## DOCUMENT EXCERPT
Boston Marathon bombing leads to inspirational film

By Nicholas Ospina
On September 27, 2017

Poster courtesy of Wikipedia

The film "Stronger" is more than just a feel good true story, it’s a first hand perspective of what someone goes through when suffering from post traumatic stress disorder. Jake Gyllenhaal does an amazing job in taking on the role of Jeff Bauman who tragically lost both of his legs during the Boston Marathon bombings.

Director David Gordon Green and screenwriter John Pollono did an amazing job in transitioning this true story of a man's personal struggles into a film. "Stronger" grips the audience through Jeff’s personal struggle by forcing viewers to feel his pain.

After the accident, Jeff is in such high spirits until he starts to hit a wall and fall into darkness when the realization hits him that he may never walk again. He turns to alcohol as a way to cope with his pain and becomes a drunken mess throughout the film.

## APPLY WHAT YOU READ
A – Answer these questions about the film review, one answer per line, marked (i), (ii) and (iii):
(i) Which actor plays Jeff Bauman?
(ii) Who wrote the screenplay?
(iii) What does Jeff turn to as a way to cope with his pain?
B – Revise the film review between "Poster courtesy of" and "Boston Marathon bombings.", inclusive, substituting "heartwarming" for "feel good".

## INFORMATION SHOWN
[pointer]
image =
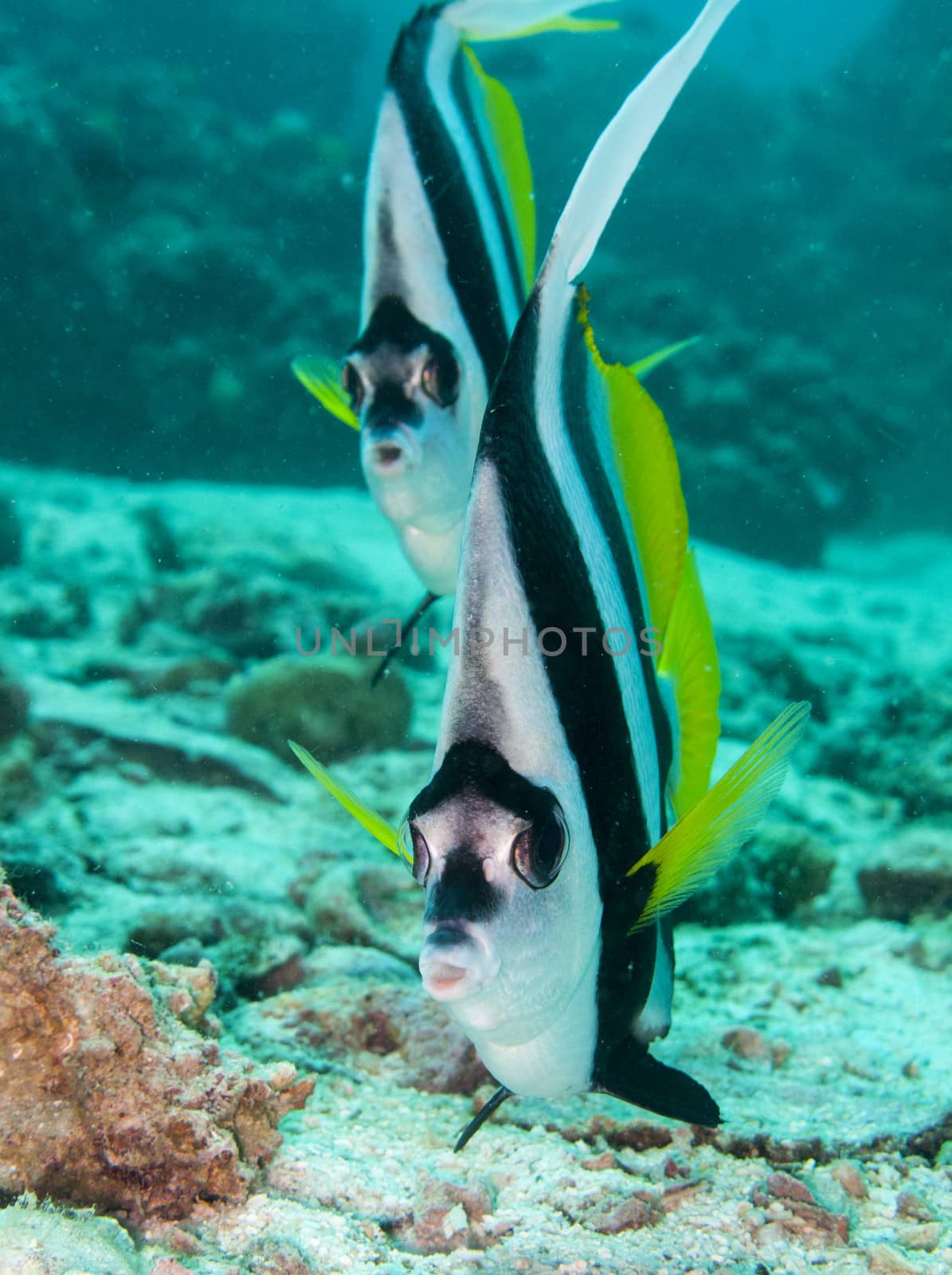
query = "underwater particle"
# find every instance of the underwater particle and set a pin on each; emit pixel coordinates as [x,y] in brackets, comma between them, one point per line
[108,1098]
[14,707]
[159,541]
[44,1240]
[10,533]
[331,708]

...

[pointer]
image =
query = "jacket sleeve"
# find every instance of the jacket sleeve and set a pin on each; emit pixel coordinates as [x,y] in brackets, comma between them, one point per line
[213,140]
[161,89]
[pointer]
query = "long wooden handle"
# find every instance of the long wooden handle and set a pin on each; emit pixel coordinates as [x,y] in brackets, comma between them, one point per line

* * *

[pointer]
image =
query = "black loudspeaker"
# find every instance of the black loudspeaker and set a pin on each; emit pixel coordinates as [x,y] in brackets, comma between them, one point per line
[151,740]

## SOLUTION SET
A –
(i) Jake Gyllenhaal
(ii) John Pollono
(iii) Alcohol

B –
Poster courtesy of Wikipedia

The film "Stronger" is more than just a heartwarming true story, it’s a first hand perspective of what someone goes through when suffering from post traumatic stress disorder. Jake Gyllenhaal does an amazing job in taking on the role of Jeff Bauman who tragically lost both of his legs during the Boston Marathon bombings.